_To be done_: Quote the George E. Dexter biography word for word, starting with "- Resting place: Riverside" and going on through "Railroad bribery scheme.".

_Excerpt provided_:
>> begin

Court Commissioner of Fillmore County, Minnesota
- In office January 1, 1864 – January 1, 1870
- Preceded by: Position established
- Succeeded by: Reuben Wells

Member of the Wisconsin Senate from the 24th district
- In office January 7, 1856 – January 4, 1858
- Preceded by: Francis H. West
- Succeeded by: John Holden Warren

Personal details
- Born: July 26, 1823 New York, New York, U.S.
- Died: August 27, 1894 (aged 71) Charles City, Iowa, U.S.
- Resting place: Riverside Cemetery, Charles City, Iowa
- Party: Republican
- Spouses: Elizabeth Conkey ​ ​(m. 1865; died 1876)​; Julietta Oakes ​(m. 1879⁠–⁠1894)​;
- Children: none
- Alma mater: Hamilton College
- Profession: Lawyer

= George E. Dexter =

19th-century American politician

George Edward Dexter (July 26, 1823 – August 27, 1894) was an American lawyer, banker, politician, and pioneer of Wisconsin and Minnesota. He was a member of the Wisconsin Senate, representing Green County during the 1856 and 1857 sessions. He was one of dozens of lawmakers in the 1856 session caught up in the La Crosse and Milwaukee Railroad bribery scheme.

==Biography==
George E. Dexter was born in New York City on July 26, 1823. He was sent to college preparatory school in Rome, New York, and then attended Hamilton College, graduating in 1843. After graduation, he studied law in the office of William M. Tallman in Rome. He was admitted to the bar in 1846, and worked as a junior partner to future-U.S. President Millard Fillmore in Buffalo, New York.

In 1849, he left New York and moved to Green County, in the southern part of the new state of Wisconsin. Shortly after arriving in the state, he became involved with the state's Whig Party organization. After the breakup of the Whig Party and the creation of the Republican Party, in 1854, Dexter became a member of the Republican Party of Wisconsin.

In 1855, he was the Republican nominee for Wisconsin Senate in the 24th State Senate district. At the time the district comprised just Green County. He won the fall election and was a member of the Republican Party's first majority in the Wisconsin Senate. He served a two-year term and was not a candidate for re-election in 1857.

During his time in the Legislature, dozens of Wisconsin officials were caught up in a bribery scheme, interested in granting certain lands for railroad development. The bribes were mostly given in the form of railroad company bonds or stock. During the investigation of the affair, Dexter was found to have received $10,000 worth of bonds—about $360,000 adjusted for inflation to 2023.

In 1863, he moved to Preston, Minnesota, where he was elected court commissioner of Fillmore County, Minnesota, effective January 1864. He served six years, leaving office in 1870.

>> end

_Information provided_:
>> begin

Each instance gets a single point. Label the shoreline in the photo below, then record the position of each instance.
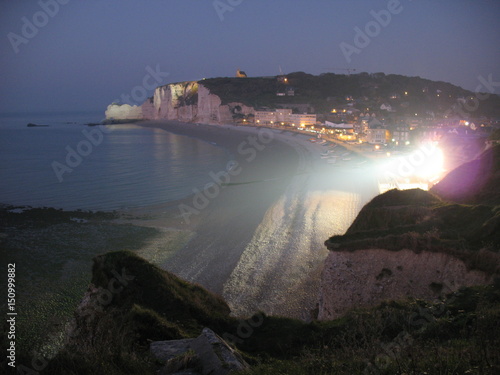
(259, 241)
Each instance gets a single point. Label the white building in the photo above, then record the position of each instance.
(302, 119)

>> end

_Task response_:
- Resting place: Riverside Cemetery, Charles City, Iowa
- Party: Republican
- Spouses: Elizabeth Conkey ​ ​(m. 1865; died 1876)​; Julietta Oakes ​(m. 1879⁠–⁠1894)​;
- Children: none
- Alma mater: Hamilton College
- Profession: Lawyer

= George E. Dexter =

19th-century American politician

George Edward Dexter (July 26, 1823 – August 27, 1894) was an American lawyer, banker, politician, and pioneer of Wisconsin and Minnesota. He was a member of the Wisconsin Senate, representing Green County during the 1856 and 1857 sessions. He was one of dozens of lawmakers in the 1856 session caught up in the La Crosse and Milwaukee Railroad bribery scheme.